* START Selected text *
Prokes: Everyone might go. We’ll have to– Listen, we’ll have to excuse the uh, barking in the background, we’re (clears throat) at– at home, and Don is just finishing its– his meal, and he’s going to be leaving shortly, we’re of course sad to say. Uh, just one more question, Don, and then it’ll be all. If there was a– a lesson– if you want to call it a lesson that might be learned from the Jonestown– just from what has happening in Jonestown, uh, for people that are not living there in the community, what– how would you describe it, if there is– is such a lesson or something that might be learned from Jonestown.
* END Selected text *
* START Data entries *
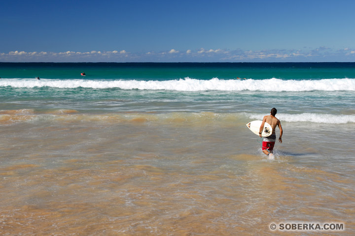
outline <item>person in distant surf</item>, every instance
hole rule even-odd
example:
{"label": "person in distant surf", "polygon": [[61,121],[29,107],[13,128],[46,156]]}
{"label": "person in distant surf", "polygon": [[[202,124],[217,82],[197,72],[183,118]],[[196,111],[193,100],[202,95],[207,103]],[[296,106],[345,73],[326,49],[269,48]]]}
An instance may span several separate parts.
{"label": "person in distant surf", "polygon": [[270,116],[265,116],[264,117],[263,122],[261,123],[261,125],[260,125],[260,128],[259,130],[259,136],[261,137],[261,133],[262,133],[265,122],[271,125],[273,128],[273,133],[271,135],[268,137],[264,137],[263,139],[262,151],[265,155],[267,155],[268,156],[270,154],[271,155],[273,155],[274,146],[275,146],[275,141],[276,141],[276,133],[275,133],[276,126],[278,126],[280,130],[280,136],[279,138],[279,142],[282,144],[282,127],[281,126],[281,122],[280,122],[280,121],[275,117],[276,113],[277,113],[276,108],[274,108],[271,109]]}

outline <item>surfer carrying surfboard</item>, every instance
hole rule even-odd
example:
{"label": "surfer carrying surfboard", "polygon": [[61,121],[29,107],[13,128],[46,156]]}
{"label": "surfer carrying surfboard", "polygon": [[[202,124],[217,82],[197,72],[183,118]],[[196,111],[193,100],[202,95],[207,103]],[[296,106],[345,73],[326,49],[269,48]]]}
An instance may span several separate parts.
{"label": "surfer carrying surfboard", "polygon": [[261,123],[261,125],[260,125],[260,129],[259,130],[259,136],[261,137],[261,133],[262,133],[264,125],[265,122],[270,124],[272,127],[273,131],[271,135],[263,138],[262,151],[265,155],[267,155],[269,154],[272,155],[274,146],[275,146],[275,143],[276,141],[276,134],[275,133],[276,126],[278,126],[280,130],[280,136],[279,138],[279,142],[282,144],[282,127],[281,126],[280,121],[275,117],[276,113],[277,113],[276,108],[274,108],[271,109],[270,116],[265,116],[264,117],[262,123]]}

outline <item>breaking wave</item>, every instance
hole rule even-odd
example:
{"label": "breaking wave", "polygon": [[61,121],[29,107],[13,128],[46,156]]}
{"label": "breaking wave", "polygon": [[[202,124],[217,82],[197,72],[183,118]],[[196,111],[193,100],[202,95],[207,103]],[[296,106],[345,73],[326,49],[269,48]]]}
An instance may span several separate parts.
{"label": "breaking wave", "polygon": [[185,91],[355,91],[355,79],[327,79],[318,80],[222,80],[214,78],[209,80],[188,77],[166,81],[53,80],[34,79],[2,79],[0,87],[33,88],[50,87],[61,88],[77,88],[95,89],[166,90]]}

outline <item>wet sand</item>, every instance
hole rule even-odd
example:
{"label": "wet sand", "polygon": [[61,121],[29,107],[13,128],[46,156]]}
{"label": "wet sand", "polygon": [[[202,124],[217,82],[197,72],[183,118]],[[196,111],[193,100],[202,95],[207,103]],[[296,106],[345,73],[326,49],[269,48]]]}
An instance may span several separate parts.
{"label": "wet sand", "polygon": [[[331,135],[285,123],[270,161],[230,116],[29,113],[0,121],[1,235],[355,234],[354,149]],[[290,222],[346,229],[269,229]]]}

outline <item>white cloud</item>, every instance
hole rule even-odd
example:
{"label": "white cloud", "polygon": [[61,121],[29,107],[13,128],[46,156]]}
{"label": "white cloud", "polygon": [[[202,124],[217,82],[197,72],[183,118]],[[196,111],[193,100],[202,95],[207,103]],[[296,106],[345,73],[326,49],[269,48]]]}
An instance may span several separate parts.
{"label": "white cloud", "polygon": [[[301,49],[265,50],[244,51],[237,49],[187,50],[185,53],[178,54],[176,49],[156,53],[154,51],[128,53],[124,50],[112,51],[80,52],[68,51],[61,52],[11,51],[0,52],[0,61],[3,62],[196,62],[208,61],[324,61],[354,60],[354,49],[346,48],[338,50],[324,47],[318,48],[303,48]],[[176,55],[178,55],[177,57]]]}

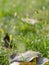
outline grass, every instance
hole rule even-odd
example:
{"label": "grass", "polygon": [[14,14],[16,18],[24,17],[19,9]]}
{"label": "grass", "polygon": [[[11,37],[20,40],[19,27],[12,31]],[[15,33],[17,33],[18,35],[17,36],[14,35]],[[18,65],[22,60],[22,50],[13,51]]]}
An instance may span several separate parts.
{"label": "grass", "polygon": [[[0,63],[9,65],[12,53],[35,50],[49,58],[49,0],[0,0]],[[19,19],[18,19],[19,17]],[[21,18],[36,18],[39,23],[29,25]],[[7,33],[12,35],[11,50],[2,47]],[[23,49],[22,49],[23,48]]]}

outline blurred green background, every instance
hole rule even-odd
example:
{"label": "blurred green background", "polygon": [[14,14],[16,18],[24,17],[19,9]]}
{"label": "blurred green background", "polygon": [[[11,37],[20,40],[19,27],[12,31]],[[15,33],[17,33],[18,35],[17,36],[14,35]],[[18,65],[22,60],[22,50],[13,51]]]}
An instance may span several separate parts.
{"label": "blurred green background", "polygon": [[[37,19],[39,23],[23,23],[21,18],[27,17]],[[2,47],[6,33],[13,39],[13,47],[10,50]],[[49,0],[0,0],[1,65],[9,65],[7,58],[11,54],[30,49],[39,51],[41,56],[49,58]]]}

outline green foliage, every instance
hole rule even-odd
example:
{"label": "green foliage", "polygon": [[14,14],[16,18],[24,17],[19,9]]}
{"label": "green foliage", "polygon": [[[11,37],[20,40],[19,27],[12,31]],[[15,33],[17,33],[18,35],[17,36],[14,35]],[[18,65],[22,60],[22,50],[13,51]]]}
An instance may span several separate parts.
{"label": "green foliage", "polygon": [[[0,0],[0,63],[9,65],[12,53],[35,50],[49,57],[49,0]],[[39,23],[30,25],[21,18],[36,18]],[[13,47],[5,50],[2,40],[5,33],[12,35]],[[23,50],[22,50],[23,48]]]}

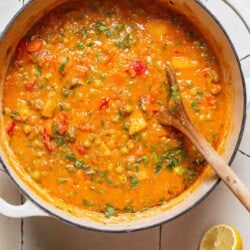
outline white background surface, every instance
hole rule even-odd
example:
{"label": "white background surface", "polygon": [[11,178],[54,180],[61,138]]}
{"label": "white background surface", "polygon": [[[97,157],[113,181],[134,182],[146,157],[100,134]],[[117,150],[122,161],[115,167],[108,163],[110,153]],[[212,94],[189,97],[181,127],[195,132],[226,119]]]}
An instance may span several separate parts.
{"label": "white background surface", "polygon": [[[250,9],[249,0],[245,2]],[[241,59],[250,54],[250,35],[236,14],[220,0],[203,0],[229,33]],[[22,0],[0,0],[0,31],[23,5]],[[1,52],[0,52],[1,53]],[[243,59],[244,73],[250,77],[250,59]],[[247,112],[248,117],[250,110]],[[250,188],[250,120],[233,169]],[[0,196],[19,204],[21,195],[0,171]],[[51,218],[11,219],[0,215],[0,250],[196,250],[203,233],[218,223],[232,224],[250,249],[249,213],[223,183],[202,203],[178,219],[150,230],[124,234],[96,233],[78,229]]]}

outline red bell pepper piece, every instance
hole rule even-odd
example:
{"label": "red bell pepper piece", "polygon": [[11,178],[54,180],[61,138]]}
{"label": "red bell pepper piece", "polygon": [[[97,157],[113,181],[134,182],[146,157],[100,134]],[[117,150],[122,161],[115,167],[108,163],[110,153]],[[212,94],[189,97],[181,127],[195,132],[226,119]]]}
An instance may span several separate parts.
{"label": "red bell pepper piece", "polygon": [[43,132],[42,132],[42,142],[43,142],[43,144],[45,145],[45,147],[47,148],[48,151],[52,150],[50,136],[47,133],[46,129],[44,129]]}
{"label": "red bell pepper piece", "polygon": [[15,127],[16,127],[16,123],[15,123],[14,121],[11,122],[11,123],[7,126],[7,128],[6,128],[7,134],[8,134],[8,135],[11,135],[11,134],[14,132]]}
{"label": "red bell pepper piece", "polygon": [[101,103],[99,105],[99,110],[106,109],[108,108],[108,106],[109,106],[109,98],[107,97],[102,98]]}

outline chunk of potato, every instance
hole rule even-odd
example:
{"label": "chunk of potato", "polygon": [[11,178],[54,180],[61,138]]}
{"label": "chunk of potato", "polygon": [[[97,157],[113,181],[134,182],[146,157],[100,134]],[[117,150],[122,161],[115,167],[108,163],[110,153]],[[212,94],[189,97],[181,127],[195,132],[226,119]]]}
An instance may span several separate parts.
{"label": "chunk of potato", "polygon": [[101,152],[101,154],[103,154],[105,156],[111,155],[111,151],[110,151],[109,147],[103,141],[101,141],[101,143],[100,143],[100,152]]}
{"label": "chunk of potato", "polygon": [[184,56],[174,56],[172,58],[172,66],[174,69],[194,68],[198,66],[198,61]]}
{"label": "chunk of potato", "polygon": [[165,36],[168,31],[166,21],[151,21],[147,24],[147,30],[150,34],[157,36]]}
{"label": "chunk of potato", "polygon": [[56,106],[57,106],[56,94],[52,92],[49,94],[49,97],[43,106],[42,116],[45,118],[52,118],[54,115],[54,110]]}
{"label": "chunk of potato", "polygon": [[130,116],[129,134],[134,135],[147,127],[143,114],[140,110],[134,110]]}

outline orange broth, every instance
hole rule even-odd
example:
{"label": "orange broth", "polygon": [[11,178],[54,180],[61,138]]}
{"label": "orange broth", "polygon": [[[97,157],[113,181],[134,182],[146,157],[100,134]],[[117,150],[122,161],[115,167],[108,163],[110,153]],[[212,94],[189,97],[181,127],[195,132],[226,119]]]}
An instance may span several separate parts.
{"label": "orange broth", "polygon": [[[165,65],[179,89],[166,88]],[[189,188],[206,163],[157,113],[181,96],[219,148],[230,86],[200,33],[143,1],[62,6],[19,42],[3,91],[10,148],[50,197],[82,209],[144,211]]]}

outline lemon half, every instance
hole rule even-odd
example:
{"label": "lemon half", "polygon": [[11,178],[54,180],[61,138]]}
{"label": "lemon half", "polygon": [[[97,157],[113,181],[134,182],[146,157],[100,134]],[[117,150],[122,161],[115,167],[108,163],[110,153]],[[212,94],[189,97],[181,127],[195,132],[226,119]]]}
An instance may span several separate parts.
{"label": "lemon half", "polygon": [[199,250],[242,250],[242,239],[233,226],[216,225],[205,233]]}

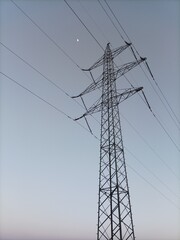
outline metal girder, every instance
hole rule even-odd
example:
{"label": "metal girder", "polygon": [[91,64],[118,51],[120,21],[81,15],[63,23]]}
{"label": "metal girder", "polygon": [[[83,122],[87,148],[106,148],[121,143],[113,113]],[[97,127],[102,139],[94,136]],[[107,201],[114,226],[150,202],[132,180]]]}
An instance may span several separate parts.
{"label": "metal girder", "polygon": [[[84,117],[87,121],[87,115],[101,112],[97,240],[135,240],[119,103],[141,91],[142,87],[118,93],[116,80],[146,58],[115,69],[114,57],[128,46],[130,44],[111,51],[110,45],[107,44],[104,55],[87,69],[90,71],[103,65],[102,75],[97,80],[93,79],[92,84],[75,96],[82,97],[96,89],[102,90],[101,97],[89,109],[85,106],[86,112],[75,119]],[[84,101],[83,104],[85,105]]]}

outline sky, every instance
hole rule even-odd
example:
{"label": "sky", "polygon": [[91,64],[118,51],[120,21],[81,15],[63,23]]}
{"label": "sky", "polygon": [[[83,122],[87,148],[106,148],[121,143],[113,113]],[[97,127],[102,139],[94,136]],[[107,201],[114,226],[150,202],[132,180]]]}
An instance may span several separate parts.
{"label": "sky", "polygon": [[[119,106],[135,236],[178,240],[180,2],[108,1],[128,37],[98,1],[68,3],[86,28],[62,0],[0,1],[0,239],[96,239],[100,125],[88,117],[95,138],[73,121],[85,110],[70,96],[91,83],[80,68],[102,56],[98,43],[119,47],[121,34],[147,57],[156,81],[144,65],[126,75],[143,86],[157,118],[138,94]],[[130,50],[115,59],[130,61]],[[99,94],[87,95],[86,105]]]}

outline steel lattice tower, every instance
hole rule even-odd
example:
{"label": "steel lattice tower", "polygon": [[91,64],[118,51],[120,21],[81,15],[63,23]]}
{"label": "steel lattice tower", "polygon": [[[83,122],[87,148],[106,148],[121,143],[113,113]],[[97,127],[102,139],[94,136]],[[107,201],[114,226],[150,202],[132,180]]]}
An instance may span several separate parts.
{"label": "steel lattice tower", "polygon": [[[116,80],[145,58],[117,68],[114,58],[131,47],[131,44],[126,43],[114,50],[109,45],[108,43],[104,55],[92,67],[84,69],[90,71],[92,76],[91,70],[103,65],[103,74],[96,81],[92,76],[93,83],[76,97],[82,99],[86,93],[102,90],[99,100],[80,117],[84,117],[88,124],[87,115],[101,112],[97,240],[135,240],[118,105],[142,90],[142,87],[118,93]],[[83,99],[82,101],[84,103]]]}

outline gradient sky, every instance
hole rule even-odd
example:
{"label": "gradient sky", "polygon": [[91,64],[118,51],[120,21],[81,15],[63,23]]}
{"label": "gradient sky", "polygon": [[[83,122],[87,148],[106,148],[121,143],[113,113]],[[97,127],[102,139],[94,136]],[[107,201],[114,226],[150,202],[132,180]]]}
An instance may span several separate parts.
{"label": "gradient sky", "polygon": [[[103,54],[64,1],[15,2],[80,67],[90,67]],[[68,2],[104,48],[108,41],[113,48],[124,44],[97,1]],[[156,81],[180,119],[180,2],[108,2],[139,53],[147,57]],[[8,0],[0,1],[0,41],[71,96],[90,83]],[[73,118],[84,113],[75,101],[2,44],[0,51],[1,72]],[[127,50],[116,63],[132,60]],[[151,85],[161,99],[162,95],[144,70],[151,84],[139,67],[127,77],[133,85],[144,87],[154,113],[179,147],[180,125],[176,121],[176,126],[168,115]],[[124,78],[117,84],[118,89],[129,87]],[[87,96],[87,106],[98,95]],[[178,240],[180,153],[139,95],[123,102],[120,113],[136,239]],[[98,114],[95,117],[100,119]],[[88,120],[99,137],[99,124]],[[87,128],[83,120],[80,123]],[[98,140],[2,74],[0,132],[0,239],[96,239]]]}

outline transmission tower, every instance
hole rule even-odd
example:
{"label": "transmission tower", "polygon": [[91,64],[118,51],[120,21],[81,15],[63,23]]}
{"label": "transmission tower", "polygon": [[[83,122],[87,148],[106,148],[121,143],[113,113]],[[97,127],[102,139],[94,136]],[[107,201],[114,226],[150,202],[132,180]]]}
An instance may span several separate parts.
{"label": "transmission tower", "polygon": [[[96,89],[102,91],[99,100],[75,119],[85,118],[90,129],[86,116],[101,112],[97,240],[135,240],[118,105],[142,90],[142,87],[129,88],[119,93],[116,80],[146,58],[126,63],[119,68],[114,64],[114,58],[130,46],[130,43],[126,43],[111,50],[108,43],[103,56],[89,69],[83,69],[90,72],[93,83],[75,96],[81,97],[85,106],[83,95]],[[91,70],[101,65],[103,73],[94,80]]]}

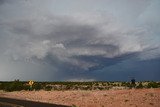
* END Data entries *
Exercise instructions:
#1 Count the lines of the records that contain the string "grass", matching case exactly, and reply with the number only.
#2 Continue the Jonestown interview transcript from the point where it ends.
The interview transcript and the records have no connection to each other.

Expected answers:
#1 4

#2
Freed: Well, it certainly, I think, powerfully reinforces the growing (pause) awareness that broke over uh, uh, all thoughtful people with the Holocaust and then later at Hiroshima, that uh, we have misunderstood everything, and uh, we have to start over at ground level, and we are flying blind, and we have to throw away these old compasses which uh, have led to sort of super-industrial power, but human disaster, the twentieth century, and survival is going to somehow depend on that kind of radical gamble of which Jonestown is the unparalleled example, and uh, it– it– it’s an existential town, and to study it requires some courage too, I would think. You just have to shut up inside and stand open and uh, let that stimuli and that information pour in, uh, and organize it later.

Prokes: Hmm. Kind of– There’s a lot. Well, thank you very much, thank you very much, Don, it’s been a– a pleasure. It has been a great pleasure to have you here with us this week.

End of tape.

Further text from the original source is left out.